*Exercise set*:
(1) In the new-toys forum thread, what logging winch was added along with the kioti dk5510?
(2) Please write the next part of the new-toys forum thread, picking up right after its final line.

# New toys!



## Tigwelder83 (Apr 22, 2021)

New toys were picked up today! Added a kioti dk5510 to our tool box along with a farmi 351 logging winch. Not pictured is a branch manager rake which has yet to be delivered. Hoping this set up will make our cleanup much faster and easier. Still waiting for a 3rd function kit for the loader. Have a skidloader grapple, may opt for a branch manager grapple ( 1/2 the weight) tractor lifts 2,500 pounds, weight is about 5k without the farmi.


----------



## Treeman2021 (Apr 23, 2021)

Tigwelder83 said:


> New toys were picked up today! Added a kioti dk5510 to our tool box along with a farmi 351 logging winch. Not pictured is a branch manager rake which has yet to be delivered. Hoping this set up will make our cleanup much faster and easier. Still waiting for a 3rd function kit for the loader. Have a skidloader grapple, may opt for a branch manager grapple ( 1/2 the weight) tractor lifts 2,500 pounds, weight is about 5k without the farmi.
> View attachment 902839
> View attachment 902840


Very nice am sure it will do a great job.


----------



## Ryan'smilling (Apr 23, 2021)

*Items*:

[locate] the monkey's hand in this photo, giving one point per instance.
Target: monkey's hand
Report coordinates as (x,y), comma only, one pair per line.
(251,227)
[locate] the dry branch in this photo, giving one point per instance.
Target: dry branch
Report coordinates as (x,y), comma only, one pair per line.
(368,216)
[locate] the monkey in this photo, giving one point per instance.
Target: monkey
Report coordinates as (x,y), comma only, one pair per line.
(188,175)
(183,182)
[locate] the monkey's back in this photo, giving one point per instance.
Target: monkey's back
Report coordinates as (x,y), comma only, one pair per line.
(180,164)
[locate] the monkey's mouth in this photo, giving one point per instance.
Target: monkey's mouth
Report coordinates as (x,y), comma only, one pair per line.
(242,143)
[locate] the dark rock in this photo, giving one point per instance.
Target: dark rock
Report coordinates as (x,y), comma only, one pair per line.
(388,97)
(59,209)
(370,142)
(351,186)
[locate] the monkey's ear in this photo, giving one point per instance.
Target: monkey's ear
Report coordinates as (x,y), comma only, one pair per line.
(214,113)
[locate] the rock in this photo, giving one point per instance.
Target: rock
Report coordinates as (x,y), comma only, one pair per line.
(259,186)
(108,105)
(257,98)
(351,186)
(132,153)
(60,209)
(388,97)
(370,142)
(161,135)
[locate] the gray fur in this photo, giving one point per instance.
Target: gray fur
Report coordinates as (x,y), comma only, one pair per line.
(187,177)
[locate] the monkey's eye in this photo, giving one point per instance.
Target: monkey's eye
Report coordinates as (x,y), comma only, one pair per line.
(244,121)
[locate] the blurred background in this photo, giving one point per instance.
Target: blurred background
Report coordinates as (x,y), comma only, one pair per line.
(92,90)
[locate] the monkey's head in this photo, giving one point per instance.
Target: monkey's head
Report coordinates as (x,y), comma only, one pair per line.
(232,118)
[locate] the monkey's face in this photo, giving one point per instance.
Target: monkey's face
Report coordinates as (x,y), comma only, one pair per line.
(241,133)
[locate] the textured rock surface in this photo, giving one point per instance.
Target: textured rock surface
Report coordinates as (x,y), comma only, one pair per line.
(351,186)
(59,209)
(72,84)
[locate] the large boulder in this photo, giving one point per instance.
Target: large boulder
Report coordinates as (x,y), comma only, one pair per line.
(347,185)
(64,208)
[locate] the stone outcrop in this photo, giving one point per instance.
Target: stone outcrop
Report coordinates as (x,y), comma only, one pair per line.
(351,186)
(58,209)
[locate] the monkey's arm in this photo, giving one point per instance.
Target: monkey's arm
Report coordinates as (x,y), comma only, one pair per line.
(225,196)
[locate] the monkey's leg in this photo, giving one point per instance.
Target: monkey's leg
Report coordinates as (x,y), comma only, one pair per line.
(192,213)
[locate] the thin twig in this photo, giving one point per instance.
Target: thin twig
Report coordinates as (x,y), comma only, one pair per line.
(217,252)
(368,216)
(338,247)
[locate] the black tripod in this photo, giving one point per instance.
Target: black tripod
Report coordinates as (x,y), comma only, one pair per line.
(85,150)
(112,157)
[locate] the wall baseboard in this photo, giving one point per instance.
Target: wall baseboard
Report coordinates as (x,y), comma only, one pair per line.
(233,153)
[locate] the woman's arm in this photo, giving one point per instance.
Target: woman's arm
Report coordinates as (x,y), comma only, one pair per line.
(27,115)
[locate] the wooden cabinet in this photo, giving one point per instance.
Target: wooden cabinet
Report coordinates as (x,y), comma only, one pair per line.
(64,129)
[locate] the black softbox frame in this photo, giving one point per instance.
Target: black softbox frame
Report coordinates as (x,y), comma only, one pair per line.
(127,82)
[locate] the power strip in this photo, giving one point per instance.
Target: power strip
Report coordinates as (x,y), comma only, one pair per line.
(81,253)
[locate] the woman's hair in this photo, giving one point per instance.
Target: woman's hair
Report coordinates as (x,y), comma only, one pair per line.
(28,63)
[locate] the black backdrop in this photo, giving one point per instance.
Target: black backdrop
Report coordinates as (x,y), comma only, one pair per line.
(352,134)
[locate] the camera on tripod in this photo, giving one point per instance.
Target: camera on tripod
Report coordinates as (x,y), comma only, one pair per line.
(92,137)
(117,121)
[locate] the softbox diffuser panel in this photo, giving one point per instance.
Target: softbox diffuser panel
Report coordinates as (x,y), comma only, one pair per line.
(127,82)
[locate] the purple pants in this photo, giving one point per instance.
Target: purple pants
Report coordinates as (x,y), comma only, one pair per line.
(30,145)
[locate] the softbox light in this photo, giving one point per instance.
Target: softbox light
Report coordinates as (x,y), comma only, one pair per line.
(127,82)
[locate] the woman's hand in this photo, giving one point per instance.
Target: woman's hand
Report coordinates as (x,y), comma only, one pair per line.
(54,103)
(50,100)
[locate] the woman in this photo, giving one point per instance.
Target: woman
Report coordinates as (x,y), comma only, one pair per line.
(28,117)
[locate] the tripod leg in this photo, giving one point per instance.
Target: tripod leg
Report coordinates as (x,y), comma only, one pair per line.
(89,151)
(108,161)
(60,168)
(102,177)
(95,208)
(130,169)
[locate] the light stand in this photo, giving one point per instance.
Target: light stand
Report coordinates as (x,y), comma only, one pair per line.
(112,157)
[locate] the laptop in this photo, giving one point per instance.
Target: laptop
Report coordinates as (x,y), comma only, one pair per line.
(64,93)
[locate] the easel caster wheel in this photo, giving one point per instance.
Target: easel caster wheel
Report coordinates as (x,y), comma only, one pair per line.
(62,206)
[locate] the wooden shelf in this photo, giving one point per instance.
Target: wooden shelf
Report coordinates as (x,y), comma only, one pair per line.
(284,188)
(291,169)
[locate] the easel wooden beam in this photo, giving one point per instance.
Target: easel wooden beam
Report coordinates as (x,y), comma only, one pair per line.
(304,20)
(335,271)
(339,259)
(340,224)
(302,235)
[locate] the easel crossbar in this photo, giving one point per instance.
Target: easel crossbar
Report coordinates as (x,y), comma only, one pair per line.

*Results for each task*:
(1) A farmi 351 logging winch.

(2)
You will love that Farmi winch. Brainstorm a way to quickly add and remove a bunch of weight from the winch. Like suitcase weights or a barrel full of sand or concrete that has chains for the notches on the winch. It'll be in the way for some skidding, but if you're gonna be doing loader stuff all day having an extra thousand pounds back there will really be nice.


----------



## Tigwelder83 (Apr 23, 2021)

Used it today to load these beauties. Impressed to say the least.


----------



## mikewhite85 (Apr 23, 2021)

Tigwelder83 said:


> New toys were picked up today! Added a kioti dk5510 to our tool box along with a farmi 351 logging winch. Not pictured is a branch manager rake which has yet to be delivered. Hoping this set up will make our cleanup much faster and easier. Still waiting for a 3rd function kit for the loader. Have a skidloader grapple, may opt for a branch manager grapple ( 1/2 the weight) tractor lifts 2,500 pounds, weight is about 5k without the farmi.
> View attachment 902839
> View attachment 902840



Nice! Farmi winch is such a time and back saver. We use a similar set up on a John Deer. Works great for those Pennsylvania back yards.


----------



## tree MDS (Apr 24, 2021)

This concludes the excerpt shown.